= Trimeric intracellular cation-selective channel =

Protein

The trimeric intracellular cation-selective channels or TRIC proteins are a group of homo-trimeric cation channel proteins of ~300 residues in the ER membrane. There are two known TRIC proteins, TRIC-A and TRIC-B.

==Channel function==
TRICs are permeable to both Na^{+} and K^{+} but not divalent cations like Ca^{2+}. They exhibit marked voltage-dependence, becoming more open when the cytosol is more positively charged than the ER lumen.

==TRIC-A==
TRIC-A is predominantly expressed in excitable tissues including brain and skeletal muscle. TRIC-A activity is thought to support RyR1-mediated efflux of Ca^{2+} ions from the sarcoplasmic reticulum into the cytosol.

==TRIC-B==
K^{+} flux into the ER through TRIC-B is thought to support IP_{3}-induced efflux of Ca^{2+} ions through IP_{3}-gated Ca^{2+} channels in the ER membrane.

==Clinical significance==
TRIC-A has been implicated in the regulation of arterial blood pressure through regulating the excitability of vascular smooth muscle cells. Several single-nucleotide polymorphisms (SNPs) in close proximity to the TRIC-A locus and, in future, may serve as an important biomarker in the diagnosis of essential hypertension

Null mutations in TMEM38B encoding TRIC-B are an uncommon but relatively severe cause of autosomal recessive osteogenesis imperfecta or "brittle bone disease".

- **Your instructions**
Please say which cations the TRIC channel article states can pass through these channels.

Saved data entries

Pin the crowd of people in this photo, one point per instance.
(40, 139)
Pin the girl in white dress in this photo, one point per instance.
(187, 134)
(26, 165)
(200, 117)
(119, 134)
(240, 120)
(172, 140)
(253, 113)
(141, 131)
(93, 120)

- **Answer for this exercise**
Na+ and K+